WHAT THE TASK ASKS: Put every line of the data below into a numbered list, skipping blank lines and leaving out the pictures.

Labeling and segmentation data
-=-=-

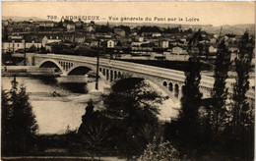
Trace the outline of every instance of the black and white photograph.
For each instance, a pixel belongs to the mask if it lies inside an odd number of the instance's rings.
[[[255,4],[1,2],[1,160],[254,161]]]

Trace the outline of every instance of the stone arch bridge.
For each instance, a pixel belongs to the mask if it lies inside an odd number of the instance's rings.
[[[62,76],[74,75],[74,71],[78,70],[76,75],[85,75],[86,69],[96,71],[96,58],[82,57],[71,55],[57,54],[28,54],[27,64],[31,66],[42,67],[45,64],[54,64],[62,73]],[[128,74],[134,78],[142,78],[148,80],[163,90],[173,102],[179,102],[181,98],[181,88],[184,85],[184,72],[130,63],[117,60],[99,59],[98,76],[105,80],[106,83],[111,83],[118,79],[122,74]],[[226,86],[231,90],[232,81],[227,80]],[[211,96],[211,91],[214,85],[214,78],[202,75],[200,90],[204,98]],[[232,92],[232,91],[230,91]],[[248,92],[247,97],[254,99],[254,91]]]

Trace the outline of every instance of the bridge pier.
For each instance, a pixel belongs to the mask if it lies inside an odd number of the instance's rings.
[[[87,82],[93,82],[94,80],[95,80],[95,78],[88,78],[88,75],[85,75],[85,76],[62,75],[59,78],[57,78],[57,81],[59,83],[87,83]]]

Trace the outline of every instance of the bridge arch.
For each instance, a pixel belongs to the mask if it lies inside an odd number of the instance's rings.
[[[71,67],[67,72],[67,76],[72,74],[72,72],[76,69],[79,69],[79,68],[86,68],[86,69],[90,69],[92,71],[94,71],[95,73],[96,73],[96,68],[93,65],[89,65],[89,64],[83,64],[83,65],[74,65],[73,67]],[[104,72],[104,69],[103,69],[103,72]],[[83,75],[83,74],[82,74]],[[104,80],[106,80],[106,78],[102,75],[101,72],[98,71],[98,77],[103,79]]]
[[[54,64],[61,71],[62,74],[64,74],[64,75],[66,74],[66,71],[64,71],[64,69],[61,67],[61,65],[57,61],[55,61],[53,59],[45,59],[42,62],[40,62],[37,67],[41,68],[46,63]]]

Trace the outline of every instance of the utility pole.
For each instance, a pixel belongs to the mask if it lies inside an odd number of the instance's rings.
[[[98,65],[99,65],[99,38],[97,40],[97,52],[96,52],[96,90],[98,90]]]

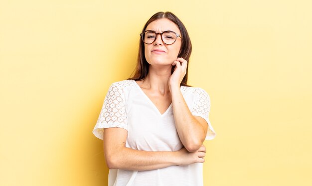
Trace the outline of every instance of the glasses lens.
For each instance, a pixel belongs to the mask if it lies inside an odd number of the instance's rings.
[[[176,35],[173,31],[166,31],[162,33],[162,41],[167,44],[171,44],[175,41]]]
[[[143,36],[144,42],[147,44],[151,44],[155,40],[156,33],[151,31],[147,31],[144,32]]]

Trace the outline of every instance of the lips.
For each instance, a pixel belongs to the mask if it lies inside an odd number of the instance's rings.
[[[165,52],[164,50],[160,50],[159,49],[155,49],[152,50],[152,52]]]

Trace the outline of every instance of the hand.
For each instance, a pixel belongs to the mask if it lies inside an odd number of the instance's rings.
[[[175,67],[173,70],[173,73],[169,78],[168,85],[169,88],[176,87],[179,89],[180,84],[186,74],[187,61],[182,57],[179,57],[173,61],[172,65],[175,65]]]
[[[204,157],[206,155],[206,147],[202,145],[198,150],[193,153],[190,153],[183,147],[176,151],[176,153],[177,153],[176,163],[179,166],[185,166],[195,163],[202,163],[205,162]]]

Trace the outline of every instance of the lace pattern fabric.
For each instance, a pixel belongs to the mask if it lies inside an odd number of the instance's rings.
[[[103,139],[104,129],[118,127],[127,128],[126,103],[124,89],[132,85],[130,82],[122,81],[113,83],[108,89],[93,133]]]

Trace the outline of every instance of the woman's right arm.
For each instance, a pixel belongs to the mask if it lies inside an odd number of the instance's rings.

-=-=-

RESULT OF THIS EXERCISE:
1. Trace the outline of every instance of the black and white photograph.
2. For each instance, a pixel belongs to the mask if it lies inside an odd number of the instance's rings.
3. [[[255,4],[1,2],[1,160],[254,161]]]
4. Trace the outline of every instance of the stone arch bridge.
5. For each instance, a pixel belongs to the mask if it lies inside an odd number of the instance's rings.
6. [[[62,76],[74,75],[74,71],[78,70],[76,75],[85,75],[86,69],[96,71],[96,58],[82,57],[71,55],[57,54],[28,54],[27,64],[31,66],[42,67],[45,64],[54,64],[62,73]],[[128,74],[134,78],[142,78],[148,80],[163,90],[173,102],[179,102],[181,98],[181,88],[184,85],[184,72],[130,63],[117,60],[99,59],[98,76],[105,80],[106,83],[111,83],[118,79],[122,74]],[[226,86],[231,90],[232,81],[227,80]],[[211,96],[211,91],[214,85],[214,78],[202,75],[200,90],[204,98]],[[232,92],[232,91],[230,91]],[[248,92],[247,97],[254,99],[254,91]]]
7. Trace the outline of every instance of the bridge pier.
8. For each instance, a pixel belongs to the mask if it lies inside an odd number of the instance's rings.
9. [[[87,82],[93,82],[94,80],[95,80],[95,78],[88,78],[88,75],[85,75],[85,76],[62,75],[59,78],[57,78],[57,81],[59,83],[87,83]]]
10. Trace the outline of every instance of the bridge arch.
11. For each instance, a pixel belongs to the mask if it lies inside an odd number of the instance's rings.
12. [[[71,67],[67,72],[67,76],[72,74],[72,72],[76,69],[79,69],[79,68],[86,68],[86,69],[90,69],[92,71],[94,71],[95,73],[96,73],[96,68],[93,65],[89,65],[89,64],[83,64],[83,65],[74,65],[73,67]],[[104,72],[104,69],[103,69],[103,72]],[[83,75],[83,74],[82,74]],[[104,80],[106,80],[106,78],[102,75],[101,72],[98,71],[98,77],[103,79]]]
13. [[[54,64],[61,71],[62,74],[64,74],[64,75],[66,74],[66,71],[64,71],[64,69],[61,67],[61,65],[57,61],[55,61],[53,59],[45,59],[42,62],[40,62],[37,67],[41,68],[46,63]]]
14. Trace the outline of every instance of the utility pole.
15. For each instance, a pixel belongs to the mask if it lies inside an odd number of the instance's rings.
16. [[[98,65],[99,65],[99,38],[97,40],[97,52],[96,52],[96,90],[98,90]]]
17. Trace the outline of every instance of the glasses lens.
18. For each instance, a pixel belongs to the mask if it lies inside an odd number of the instance's rings.
19. [[[176,35],[173,31],[166,31],[162,33],[162,41],[167,44],[171,44],[175,41]]]
20. [[[143,36],[144,42],[147,44],[151,44],[155,40],[156,33],[151,31],[147,31],[144,32]]]
21. Trace the outline of every instance of the lips.
22. For each instance, a pixel belongs to the mask if it lies inside an odd number of the instance's rings.
23. [[[165,52],[164,50],[160,50],[159,49],[155,49],[152,50],[152,52]]]
24. Trace the outline of every instance of the hand.
25. For each instance, a pixel belongs to the mask if it lies inside an odd number of the instance's rings.
26. [[[175,67],[173,70],[173,73],[169,78],[168,85],[169,88],[176,87],[179,89],[180,84],[186,74],[187,61],[182,57],[179,57],[173,61],[172,65],[175,65]]]
27. [[[204,157],[206,155],[206,147],[202,145],[198,150],[193,153],[190,153],[183,147],[176,151],[176,153],[177,153],[176,163],[179,166],[185,166],[195,163],[202,163],[205,162]]]
28. Trace the outline of every instance of the lace pattern fabric.
29. For each instance, a pixel belongs to the mask if it lies inside an odd number of the instance's rings.
30. [[[103,139],[104,129],[118,127],[127,128],[126,103],[124,89],[132,85],[130,82],[122,81],[113,83],[108,89],[93,133]]]
31. Trace the outline of every instance of the woman's right arm.
32. For each instance, a pixel belongs to the mask if it lies inside an odd number of the instance's rings.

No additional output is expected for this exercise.